Object location annotation data:
______________________________

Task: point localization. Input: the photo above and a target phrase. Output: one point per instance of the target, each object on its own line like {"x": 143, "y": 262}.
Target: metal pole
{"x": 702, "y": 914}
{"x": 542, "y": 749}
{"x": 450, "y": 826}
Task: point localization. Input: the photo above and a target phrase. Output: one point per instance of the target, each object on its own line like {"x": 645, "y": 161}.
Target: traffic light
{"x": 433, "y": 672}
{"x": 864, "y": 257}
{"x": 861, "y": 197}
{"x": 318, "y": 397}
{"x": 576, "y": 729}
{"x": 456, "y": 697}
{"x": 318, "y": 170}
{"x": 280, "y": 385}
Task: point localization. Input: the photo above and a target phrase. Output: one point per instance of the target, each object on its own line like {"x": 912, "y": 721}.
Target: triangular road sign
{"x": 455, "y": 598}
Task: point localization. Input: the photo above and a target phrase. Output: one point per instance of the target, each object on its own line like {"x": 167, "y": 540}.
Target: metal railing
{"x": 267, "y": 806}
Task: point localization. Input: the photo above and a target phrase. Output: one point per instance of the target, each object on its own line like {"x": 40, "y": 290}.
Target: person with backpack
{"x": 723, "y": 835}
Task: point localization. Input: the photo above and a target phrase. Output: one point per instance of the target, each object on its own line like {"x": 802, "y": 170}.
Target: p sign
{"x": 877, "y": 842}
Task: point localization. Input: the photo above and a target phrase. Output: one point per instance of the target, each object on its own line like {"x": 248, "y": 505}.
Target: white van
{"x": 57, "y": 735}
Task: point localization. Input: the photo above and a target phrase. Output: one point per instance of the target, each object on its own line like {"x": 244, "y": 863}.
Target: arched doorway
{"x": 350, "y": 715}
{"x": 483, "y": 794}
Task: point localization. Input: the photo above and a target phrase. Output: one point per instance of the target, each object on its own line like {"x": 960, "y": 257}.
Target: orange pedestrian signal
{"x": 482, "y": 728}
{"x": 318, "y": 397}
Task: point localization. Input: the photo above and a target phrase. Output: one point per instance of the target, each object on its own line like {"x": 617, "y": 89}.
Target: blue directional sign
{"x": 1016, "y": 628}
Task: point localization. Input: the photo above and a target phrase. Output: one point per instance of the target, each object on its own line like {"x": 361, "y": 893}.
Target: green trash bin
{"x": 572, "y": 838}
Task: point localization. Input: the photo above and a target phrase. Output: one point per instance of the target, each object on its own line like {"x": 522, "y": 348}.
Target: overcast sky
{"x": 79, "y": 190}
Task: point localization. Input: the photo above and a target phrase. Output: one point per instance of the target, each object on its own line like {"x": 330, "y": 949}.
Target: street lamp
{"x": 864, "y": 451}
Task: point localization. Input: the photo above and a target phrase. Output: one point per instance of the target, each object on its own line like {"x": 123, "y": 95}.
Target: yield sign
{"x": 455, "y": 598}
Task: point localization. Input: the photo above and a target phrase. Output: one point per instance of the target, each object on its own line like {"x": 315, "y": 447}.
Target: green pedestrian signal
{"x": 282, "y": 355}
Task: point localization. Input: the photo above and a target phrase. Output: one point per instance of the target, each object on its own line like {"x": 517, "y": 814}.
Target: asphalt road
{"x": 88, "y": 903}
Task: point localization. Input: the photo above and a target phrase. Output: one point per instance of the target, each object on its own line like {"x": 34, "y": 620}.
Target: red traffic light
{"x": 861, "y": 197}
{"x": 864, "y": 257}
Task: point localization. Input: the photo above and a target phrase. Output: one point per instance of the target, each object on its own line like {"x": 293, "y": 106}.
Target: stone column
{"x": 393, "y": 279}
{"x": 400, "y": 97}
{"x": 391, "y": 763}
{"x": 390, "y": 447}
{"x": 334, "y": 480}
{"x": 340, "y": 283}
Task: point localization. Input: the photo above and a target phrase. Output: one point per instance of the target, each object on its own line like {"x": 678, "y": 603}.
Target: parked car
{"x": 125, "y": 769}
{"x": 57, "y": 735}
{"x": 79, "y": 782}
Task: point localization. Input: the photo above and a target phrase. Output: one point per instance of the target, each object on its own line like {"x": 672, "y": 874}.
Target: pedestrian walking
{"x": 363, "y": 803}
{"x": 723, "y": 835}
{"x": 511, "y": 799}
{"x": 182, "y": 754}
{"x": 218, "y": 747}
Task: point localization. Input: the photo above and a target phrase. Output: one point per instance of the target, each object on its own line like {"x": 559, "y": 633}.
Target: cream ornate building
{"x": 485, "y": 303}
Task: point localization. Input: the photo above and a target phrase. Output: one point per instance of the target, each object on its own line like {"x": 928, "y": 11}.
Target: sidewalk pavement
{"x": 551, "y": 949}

______________________________

Each record above must be given again exactly.

Answer to the problem
Task: point localization. Input: the photo above and a target phrase. Output: one point per instance of the target, each object on its own line like {"x": 143, "y": 262}.
Target: metal pole
{"x": 702, "y": 914}
{"x": 542, "y": 749}
{"x": 450, "y": 826}
Task: point localization. Input: the photo above and a target phrase. Output: one point per instance of the target, each object on its own line like {"x": 645, "y": 161}.
Target: traffic light
{"x": 433, "y": 672}
{"x": 864, "y": 257}
{"x": 861, "y": 197}
{"x": 318, "y": 397}
{"x": 576, "y": 729}
{"x": 456, "y": 697}
{"x": 318, "y": 170}
{"x": 280, "y": 385}
Task: point localization. Input: the photo above and a target phrase. Output: one point per instance of the target, each object on its own line like {"x": 912, "y": 721}.
Target: triangular road sign
{"x": 455, "y": 598}
Task: point localization. Input: the photo above and a target phrase. Output: one point per instance of the target, each object on its own line like {"x": 167, "y": 540}.
Target: metal railing
{"x": 267, "y": 806}
Task: point localization. Input: the photo above and a target phrase. Output: one point per instance of the target, each object on its own line like {"x": 40, "y": 290}.
Target: person with backpack
{"x": 723, "y": 835}
Task: point localization. Input: the photo above and a target phrase. Output: one point per instance of the target, each object on its own line like {"x": 802, "y": 170}.
Target: p sign
{"x": 877, "y": 842}
Task: point localization. Input: the photo above and a target phrase. Output: one point per instance of the target, each object on its own line like {"x": 248, "y": 505}.
Target: white van
{"x": 57, "y": 735}
Task: point localization. Input: the photo above and a target phrase. Output: one point per instance of the target, each object on its own line like {"x": 244, "y": 863}.
Target: arched doorway
{"x": 350, "y": 715}
{"x": 483, "y": 794}
Task: point localization. Input: the photo above and a target phrase. Output: one point per instance of the target, each object on its own line like {"x": 960, "y": 257}.
Target: orange pedestrian signal
{"x": 482, "y": 728}
{"x": 318, "y": 397}
Task: point localization. Input: the photo above and a target phrase. Output: one point per instance of the target, each object on its own line like {"x": 617, "y": 89}.
Target: blue directional sign
{"x": 1016, "y": 628}
Task: point localization. Input: the photo above and a target phrase. Output: one point per instance of the target, each object on its own line like {"x": 361, "y": 893}.
Target: green trash bin
{"x": 572, "y": 838}
Task: point localization. Input: the photo above and a target phrase. Output: one point per instance of the target, each object on its own line like {"x": 522, "y": 348}.
Target: overcast sky
{"x": 79, "y": 190}
Task: point localization. Input: the photo above and a target phrase. Output: one point per instance of the target, each object on its own line like {"x": 330, "y": 949}.
Target: street lamp
{"x": 864, "y": 451}
Task: point localization. Input: the photo above and a target phrase. Output: one point per instance of the target, each object on its own line like {"x": 123, "y": 95}.
Target: yield sign
{"x": 455, "y": 598}
Task: point localization. Input: the photo above and a target phrase. Output: one point per instance of the target, each object on its own line like {"x": 315, "y": 447}.
Target: green pedestrian signal
{"x": 282, "y": 355}
Task: point localization. Input: the photo above and a target phrase. Output: one point per instance of the target, each object on its own line like {"x": 517, "y": 814}.
Target: asphalt road
{"x": 88, "y": 903}
Task: point localization. Input: the photo above and a target phrase. Output: one point per instance of the target, each object on its own line like {"x": 34, "y": 620}.
Target: red traffic light
{"x": 861, "y": 197}
{"x": 864, "y": 257}
Task: point localization. Input: the photo above and a target phrase. Output: one point per instance of the target, each object on its own line like {"x": 293, "y": 106}.
Target: stone column
{"x": 393, "y": 279}
{"x": 400, "y": 97}
{"x": 391, "y": 763}
{"x": 390, "y": 447}
{"x": 334, "y": 480}
{"x": 340, "y": 283}
Task: point localization. Input: the photo above and a target phrase. Output: one point per instance of the target, each object on its own line like {"x": 678, "y": 603}.
Target: parked car
{"x": 125, "y": 769}
{"x": 57, "y": 735}
{"x": 79, "y": 782}
Task: point localization. Input: the photo above and a target phrase. Output: one point per instance of the target, each object on its own line like {"x": 672, "y": 874}.
Target: pedestrian walking
{"x": 363, "y": 803}
{"x": 723, "y": 835}
{"x": 511, "y": 799}
{"x": 182, "y": 754}
{"x": 218, "y": 747}
Task: point localization. Input: the photo above and a target phrase. Output: one point per instance of the target, each object on its own line like {"x": 559, "y": 633}.
Target: cream ornate building
{"x": 485, "y": 303}
Task: point localization. Input: the photo above and a target phrase. Output: one point per instance of the target, each object on its own line like {"x": 928, "y": 11}.
Target: sidewalk pavement
{"x": 551, "y": 949}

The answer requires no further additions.